Problem description –
Decide whether each statement agrees with the excerpt on fungal endophytes in grasses below, and answer yes or no for each, quoting the deciding words of the excerpt: 1. The studies used were published between 2015 and 2026. 2. Articles in languages other than English were included. 3. AI-assisted integration of multi-omics datasets is well established in grass–endophyte systems.

AI–assisted integration of multi-omics datasets remains largely exploratory in grass–endophyte systems, and further experimental validation is required. This review presents the overall description of molecular principles by which fungal endophytes can contribute to stress resistance in grasses, including pathogen recognition, RNA regulation, epigenetic changes, and the coordination of multi-omics approaches. The implication of applying genomics, transcriptomics, proteomics, and metabolomics in the study of these interactions has provided knowledge that may guide future agricultural applications.
This review is based on a narrative synthesis of peer-reviewed literature on fungal endophyte-mediated stress tolerance in grasses. Relevant studies published between 2015 and 2026 were identified through searches of major scientific databases, including Web of Science, Scopus, PubMed, and Google Scholar. Search terms included combinations of keywords such as fungal endophytes, grass stress tolerance, plant–endophyte interactions, multi-omics, RNA regulation, epigenetics, immune priming, and biotic and abiotic stress. Studies were selected based on their relevance to the molecular mechanisms of endophyte-mediated stress tolerance, including multi-omics integration, RNA regulation, and immune signaling in grasses and related crop systems. Only peer-reviewed articles published in English were considered. Irrelevant or non-mechanistic studies were excluded. In total, 137 publications were used to inform the conceptual framework of this review.

Excerpted data –
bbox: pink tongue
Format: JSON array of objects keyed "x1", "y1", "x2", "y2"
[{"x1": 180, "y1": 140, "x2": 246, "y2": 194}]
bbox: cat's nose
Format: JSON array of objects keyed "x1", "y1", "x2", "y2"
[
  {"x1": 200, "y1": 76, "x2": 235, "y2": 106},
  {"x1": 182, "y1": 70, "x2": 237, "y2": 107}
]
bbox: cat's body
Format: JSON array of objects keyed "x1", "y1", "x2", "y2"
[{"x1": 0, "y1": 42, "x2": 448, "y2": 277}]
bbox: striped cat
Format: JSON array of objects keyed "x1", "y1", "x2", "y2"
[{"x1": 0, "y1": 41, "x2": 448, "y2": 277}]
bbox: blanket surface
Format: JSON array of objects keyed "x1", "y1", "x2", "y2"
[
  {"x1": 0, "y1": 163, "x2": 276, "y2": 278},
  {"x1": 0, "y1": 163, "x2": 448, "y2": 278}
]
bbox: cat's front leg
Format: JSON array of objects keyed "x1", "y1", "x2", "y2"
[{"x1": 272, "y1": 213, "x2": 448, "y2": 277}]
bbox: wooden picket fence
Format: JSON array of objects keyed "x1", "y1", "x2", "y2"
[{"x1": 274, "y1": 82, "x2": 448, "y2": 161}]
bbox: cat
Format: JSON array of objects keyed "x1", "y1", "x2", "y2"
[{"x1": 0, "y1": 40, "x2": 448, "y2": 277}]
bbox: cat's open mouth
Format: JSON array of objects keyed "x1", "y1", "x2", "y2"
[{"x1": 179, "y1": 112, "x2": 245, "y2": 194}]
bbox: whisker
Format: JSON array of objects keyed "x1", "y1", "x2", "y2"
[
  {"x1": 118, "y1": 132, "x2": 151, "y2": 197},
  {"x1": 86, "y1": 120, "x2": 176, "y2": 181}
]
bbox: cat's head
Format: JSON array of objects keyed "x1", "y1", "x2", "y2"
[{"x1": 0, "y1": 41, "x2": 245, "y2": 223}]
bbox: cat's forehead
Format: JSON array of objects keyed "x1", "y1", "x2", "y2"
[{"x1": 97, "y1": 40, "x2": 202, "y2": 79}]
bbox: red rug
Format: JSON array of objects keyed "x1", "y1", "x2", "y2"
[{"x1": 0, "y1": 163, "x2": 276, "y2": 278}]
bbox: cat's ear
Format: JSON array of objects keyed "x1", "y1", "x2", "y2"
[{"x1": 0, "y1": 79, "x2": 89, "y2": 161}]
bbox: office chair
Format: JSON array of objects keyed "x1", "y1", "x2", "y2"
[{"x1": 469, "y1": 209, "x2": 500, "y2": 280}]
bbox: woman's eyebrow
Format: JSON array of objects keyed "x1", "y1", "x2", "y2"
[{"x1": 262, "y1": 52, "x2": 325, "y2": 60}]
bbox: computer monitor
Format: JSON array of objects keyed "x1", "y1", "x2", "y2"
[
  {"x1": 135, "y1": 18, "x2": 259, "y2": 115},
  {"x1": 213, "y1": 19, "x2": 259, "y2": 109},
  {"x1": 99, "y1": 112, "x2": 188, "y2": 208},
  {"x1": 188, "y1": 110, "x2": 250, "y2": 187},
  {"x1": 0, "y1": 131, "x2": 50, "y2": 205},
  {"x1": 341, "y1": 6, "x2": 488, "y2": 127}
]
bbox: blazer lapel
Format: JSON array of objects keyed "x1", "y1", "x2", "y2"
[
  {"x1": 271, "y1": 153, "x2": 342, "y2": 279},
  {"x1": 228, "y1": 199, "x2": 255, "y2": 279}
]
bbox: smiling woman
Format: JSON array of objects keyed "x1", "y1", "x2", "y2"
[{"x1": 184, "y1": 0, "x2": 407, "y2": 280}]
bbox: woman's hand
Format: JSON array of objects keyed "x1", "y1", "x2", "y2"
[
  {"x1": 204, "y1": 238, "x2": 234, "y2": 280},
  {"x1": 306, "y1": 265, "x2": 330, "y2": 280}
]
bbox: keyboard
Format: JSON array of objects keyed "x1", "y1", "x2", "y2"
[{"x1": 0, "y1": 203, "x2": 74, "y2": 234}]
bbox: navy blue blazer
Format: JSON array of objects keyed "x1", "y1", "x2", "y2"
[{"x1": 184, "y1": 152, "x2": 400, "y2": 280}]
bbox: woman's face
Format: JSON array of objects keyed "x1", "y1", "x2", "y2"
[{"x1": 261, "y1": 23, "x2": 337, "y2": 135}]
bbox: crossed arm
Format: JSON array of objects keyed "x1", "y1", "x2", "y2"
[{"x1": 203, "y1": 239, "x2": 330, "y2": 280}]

Written solution –
1. Yes: "Relevant studies published between 2015 and 2026 were identified"
2. No: "Only peer-reviewed articles published in English were considered."
3. No: "AI–assisted integration of multi-omics datasets remains largely exploratory in grass–endophyte systems"